* SUPPLIED TEXT
Between 1914 and 1918, millions of soldiers inhabited the trenches that lined the battlefields of the Western Front. First-hand accounts of trench life offer stark descriptions of filth, disease, injury and death. Apart from being cold, wet and hungry for days, even months on end, soldiers faced near constant bombardment. “Thirteen months and more had some of us sat in trenches,” recalled UC alumnus Corporal R. A. Utley, “taking what the Germans chose to give us in the shape of shells and sniper’s bullets.”
While nothing could prepare recruits for the grim realities of trench warfare, the University of Toronto did what it could to equip its student soldiers for what was coming. Beginning in 1914, the military used Hart House (which was under construction throughout the war) as a training ground. Recruits marched in the Great Hall, the Royal Flying Corps set up workshops in the gymnasium, and the Military Hospitals Commission Command trained medical personnel, including women nurses and rehabilitation specialists, in what are now the Debates and Music Rooms. When wounded soldiers began returning home, large portions of the building were devoted to rehabilitation.
Under the command of Lieutenant-Colonel Vincent Massey (who would become Canada’s first native-born Governor General), students also trained under combat-like conditions in the unfinished basement that would later become the Hart House theatre. Lieutenant Lawren Harris, a member of the musketry staff (who would go on to fame as a Group of Seven artist), used his paintbrushes to create an imitation Belgian village that spanned one side of the room.
The shell-shattered replica depicts the main thoroughfare of a village after a German attack. The foreground is dominated by broken trees, rubble and sandbags that seem ineffectual against the destruction. Almost defiantly, a cathedral towers above the scene while smaller houses lie in ruins.
A trench accommodating up to 20 men faced the village. Trainees passed messages along the trench and life-like German marionettes appeared in the windows of bombed out buildings. Student snipers popped up from behind sandbags and fired at the moving targets. “It is very real,” one observer reported. “Nothing seemed lacking but the noise and roar of battle to transfer me to a sector of the Western Front.”

* INFORMATION GIVEN
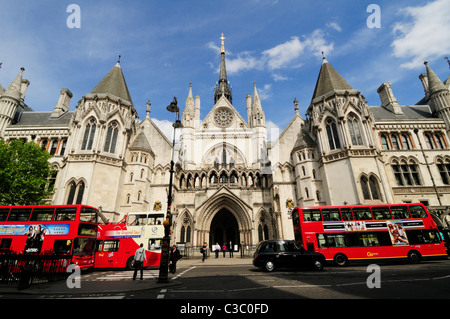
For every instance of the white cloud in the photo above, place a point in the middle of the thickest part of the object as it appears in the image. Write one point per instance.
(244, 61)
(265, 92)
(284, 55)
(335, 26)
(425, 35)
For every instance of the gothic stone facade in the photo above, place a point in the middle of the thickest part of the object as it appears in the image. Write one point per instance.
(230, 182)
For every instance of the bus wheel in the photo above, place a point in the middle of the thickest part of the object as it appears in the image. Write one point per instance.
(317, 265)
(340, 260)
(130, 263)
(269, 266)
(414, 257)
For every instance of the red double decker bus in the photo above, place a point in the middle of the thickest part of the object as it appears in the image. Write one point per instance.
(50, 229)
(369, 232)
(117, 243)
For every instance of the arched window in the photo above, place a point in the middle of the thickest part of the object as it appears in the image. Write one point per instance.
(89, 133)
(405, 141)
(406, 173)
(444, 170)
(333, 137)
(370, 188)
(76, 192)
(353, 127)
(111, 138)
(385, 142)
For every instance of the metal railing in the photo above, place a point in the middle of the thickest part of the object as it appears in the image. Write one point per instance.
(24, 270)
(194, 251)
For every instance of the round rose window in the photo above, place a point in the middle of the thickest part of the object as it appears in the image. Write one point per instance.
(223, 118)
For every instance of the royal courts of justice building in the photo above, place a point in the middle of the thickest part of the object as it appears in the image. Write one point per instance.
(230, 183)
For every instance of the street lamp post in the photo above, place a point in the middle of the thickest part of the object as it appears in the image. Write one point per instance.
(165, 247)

* WHAT THE TASK REQUIRES
Reproduce word for word the stretch of the Hart House passage from "The shell-shattered replica" through "lie in ruins.".

* SOLUTION TO THIS PROBLEM
The shell-shattered replica depicts the main thoroughfare of a village after a German attack. The foreground is dominated by broken trees, rubble and sandbags that seem ineffectual against the destruction. Almost defiantly, a cathedral towers above the scene while smaller houses lie in ruins.